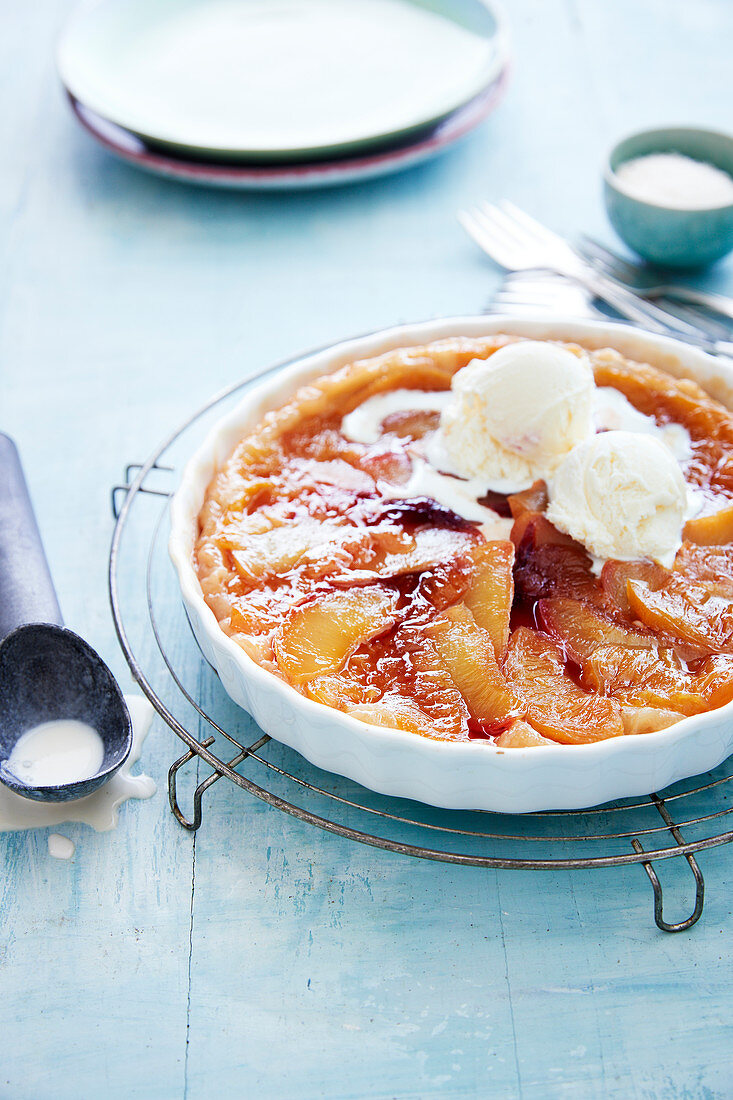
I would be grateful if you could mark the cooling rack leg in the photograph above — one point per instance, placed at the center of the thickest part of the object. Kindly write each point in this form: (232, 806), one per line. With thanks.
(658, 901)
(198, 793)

--

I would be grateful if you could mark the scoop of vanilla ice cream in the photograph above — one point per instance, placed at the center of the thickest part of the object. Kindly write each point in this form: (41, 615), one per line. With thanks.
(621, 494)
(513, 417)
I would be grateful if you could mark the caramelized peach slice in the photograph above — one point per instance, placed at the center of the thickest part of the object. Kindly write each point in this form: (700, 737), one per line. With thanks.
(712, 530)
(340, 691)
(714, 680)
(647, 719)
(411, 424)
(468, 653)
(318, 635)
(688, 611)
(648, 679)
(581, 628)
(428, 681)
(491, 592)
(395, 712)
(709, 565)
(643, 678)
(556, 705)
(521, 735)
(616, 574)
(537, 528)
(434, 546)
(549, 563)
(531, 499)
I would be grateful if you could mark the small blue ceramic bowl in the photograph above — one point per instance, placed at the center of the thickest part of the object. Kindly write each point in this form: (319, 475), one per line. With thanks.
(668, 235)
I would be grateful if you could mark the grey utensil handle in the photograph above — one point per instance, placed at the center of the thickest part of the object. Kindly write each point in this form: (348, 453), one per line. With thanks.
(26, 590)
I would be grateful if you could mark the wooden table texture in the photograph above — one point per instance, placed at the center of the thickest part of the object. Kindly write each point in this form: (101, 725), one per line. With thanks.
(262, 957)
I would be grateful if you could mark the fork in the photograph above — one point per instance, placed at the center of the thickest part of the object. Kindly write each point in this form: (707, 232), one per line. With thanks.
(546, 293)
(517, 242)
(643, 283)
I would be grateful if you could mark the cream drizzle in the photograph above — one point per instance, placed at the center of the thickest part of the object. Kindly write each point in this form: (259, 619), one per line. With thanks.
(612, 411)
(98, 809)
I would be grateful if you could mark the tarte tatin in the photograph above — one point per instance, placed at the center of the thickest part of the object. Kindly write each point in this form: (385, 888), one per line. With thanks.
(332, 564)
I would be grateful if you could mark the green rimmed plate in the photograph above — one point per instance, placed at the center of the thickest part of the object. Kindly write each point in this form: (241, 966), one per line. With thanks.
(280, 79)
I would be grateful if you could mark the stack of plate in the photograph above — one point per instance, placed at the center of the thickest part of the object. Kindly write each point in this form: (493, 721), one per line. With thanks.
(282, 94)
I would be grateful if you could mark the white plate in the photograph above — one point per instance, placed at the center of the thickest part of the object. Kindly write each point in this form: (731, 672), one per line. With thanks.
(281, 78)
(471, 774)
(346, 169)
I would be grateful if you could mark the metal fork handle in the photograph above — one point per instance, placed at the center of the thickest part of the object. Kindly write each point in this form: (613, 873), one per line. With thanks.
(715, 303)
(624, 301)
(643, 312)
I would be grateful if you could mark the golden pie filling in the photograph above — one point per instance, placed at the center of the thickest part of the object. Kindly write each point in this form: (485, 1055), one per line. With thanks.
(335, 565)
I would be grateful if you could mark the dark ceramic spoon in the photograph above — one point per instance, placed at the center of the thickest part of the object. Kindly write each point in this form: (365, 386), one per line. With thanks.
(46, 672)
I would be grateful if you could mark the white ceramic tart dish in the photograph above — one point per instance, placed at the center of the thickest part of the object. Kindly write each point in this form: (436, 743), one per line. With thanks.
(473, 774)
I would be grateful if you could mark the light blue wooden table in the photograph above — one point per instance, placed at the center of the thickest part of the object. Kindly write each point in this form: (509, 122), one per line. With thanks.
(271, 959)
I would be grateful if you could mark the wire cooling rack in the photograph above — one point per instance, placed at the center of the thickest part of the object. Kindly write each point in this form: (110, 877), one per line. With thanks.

==

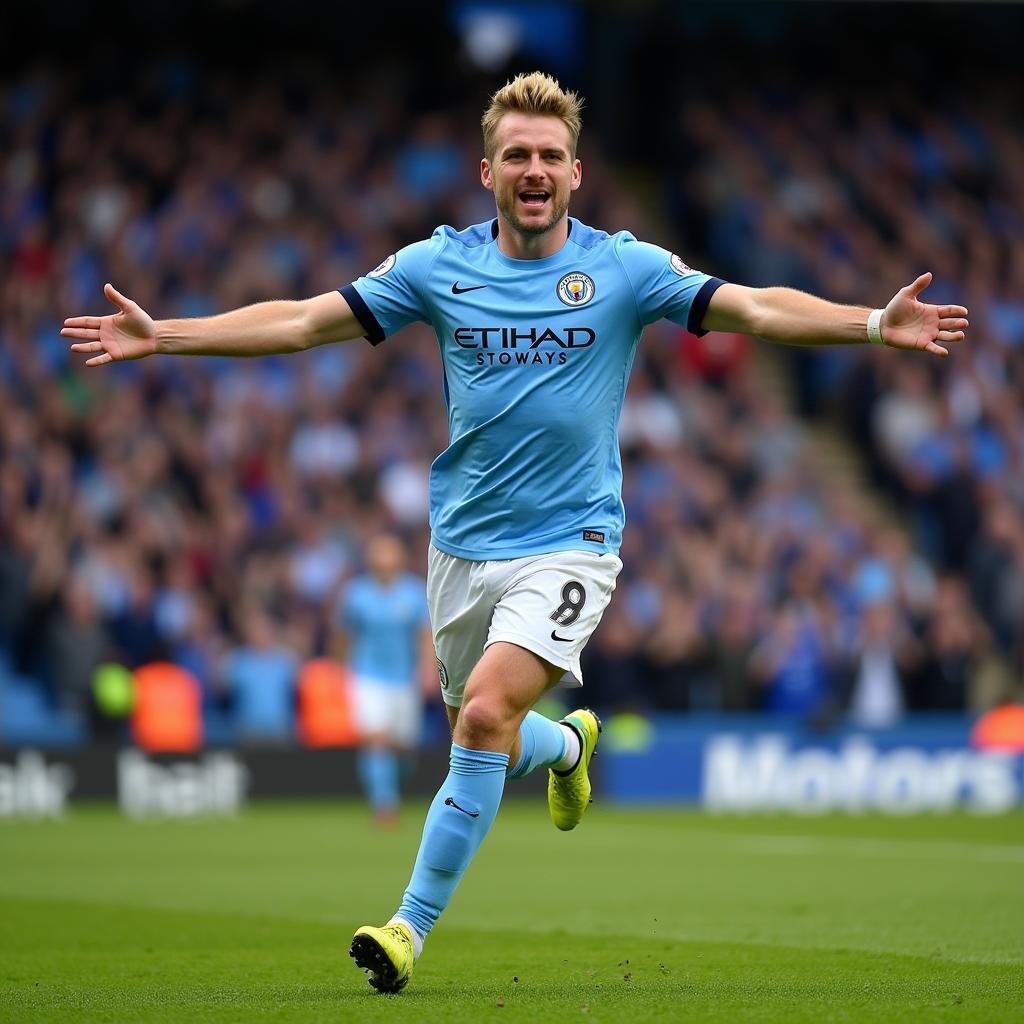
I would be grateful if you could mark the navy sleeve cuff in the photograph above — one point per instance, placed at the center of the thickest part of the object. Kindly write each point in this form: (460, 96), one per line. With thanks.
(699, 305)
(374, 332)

_WORK TO COMPLETE:_ Select every line above that contains the word "fork" and copy each one in full. Case counts when matching.

_REPLY TO THE EXERCISE:_
I would be grateful if you could mark the fork in the photograph above — one point per instance, placed at the center of the thickest part of the object. Kindly write each point in this form: (707, 232), one per line. With thanks.
I would be grateful if you could mark the metal fork handle in the photograph above — one point per instance, placed at the center of the thickest part of the object. Kindly write each point in this form: (613, 873), one per line. With thanks.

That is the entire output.